### Data to use:
──────
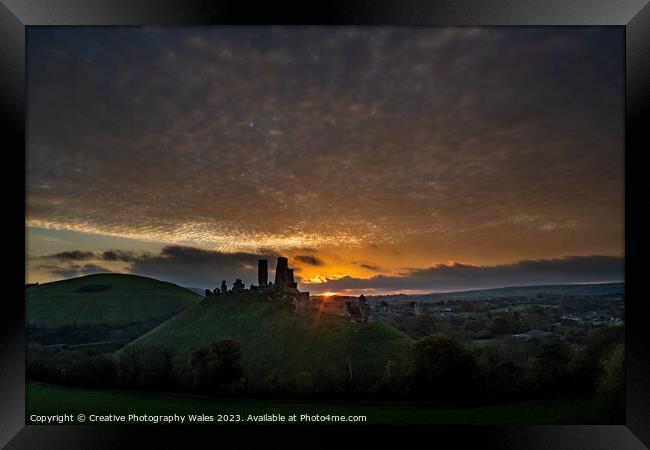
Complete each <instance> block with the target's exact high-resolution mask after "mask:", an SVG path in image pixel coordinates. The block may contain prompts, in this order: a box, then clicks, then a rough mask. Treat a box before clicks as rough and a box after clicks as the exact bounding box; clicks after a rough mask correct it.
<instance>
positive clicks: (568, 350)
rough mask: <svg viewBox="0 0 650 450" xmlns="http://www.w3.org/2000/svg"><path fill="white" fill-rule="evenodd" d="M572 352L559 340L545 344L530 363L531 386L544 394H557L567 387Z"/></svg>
mask: <svg viewBox="0 0 650 450" xmlns="http://www.w3.org/2000/svg"><path fill="white" fill-rule="evenodd" d="M572 356H573V355H572V350H571V347H569V345H567V344H566V343H565V342H562V341H559V340H553V341H550V342H546V343H544V344H543V345H542V346H541V349H540V352H539V354H538V355H537V357H535V358H532V359H531V362H530V366H529V369H530V372H529V374H530V378H531V382H532V384H533V386H534V387H535V388H536V389H537V390H539V391H540V392H544V393H546V394H557V393H560V392H562V391H565V390H566V389H567V388H568V387H569V383H568V381H569V376H568V375H569V370H568V369H569V367H568V364H569V362H570V361H571V357H572Z"/></svg>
──────
### What is needed:
Arrange every entry above as a two-column CSV headed instruction and response, with one row per entry holding its text and its answer. Put each in a single quoted field, replace line breaks with spaces, and leave the pictures out.

### Task output:
instruction,response
"Complete each <instance> block with the target's exact high-resolution mask after ""mask:"", an SVG path in image pixel coordinates. The block may contain prompts, in this order: a box, then clicks, then a rough mask. Treat a box before clicks as rough and a box after clicks as the exact bounding box; clicks after a rough mask correct it. <instance> positive clicks: (568, 350) rough mask: <svg viewBox=""0 0 650 450"" xmlns=""http://www.w3.org/2000/svg""><path fill=""white"" fill-rule=""evenodd"" d=""M572 352L559 340L545 344L530 363L531 386L544 394H557L567 387Z""/></svg>","mask: <svg viewBox=""0 0 650 450"" xmlns=""http://www.w3.org/2000/svg""><path fill=""white"" fill-rule=""evenodd"" d=""M572 356H573V355H572V350H571V347H569V345H567V344H566V343H565V342H562V341H559V340H553V341H550V342H546V343H544V344H543V345H542V346H541V349H540V352H539V354H538V355H537V357H535V358H532V359H531V362H530V366H529V369H530V372H529V374H530V378H531V382H532V384H533V386H534V387H535V388H536V389H537V390H539V391H540V392H544V393H546V394H557V393H560V392H562V391H565V390H566V389H567V388H568V387H569V383H568V381H569V376H568V375H569V370H568V369H569V367H568V364H569V362H570V361H571V357H572Z""/></svg>"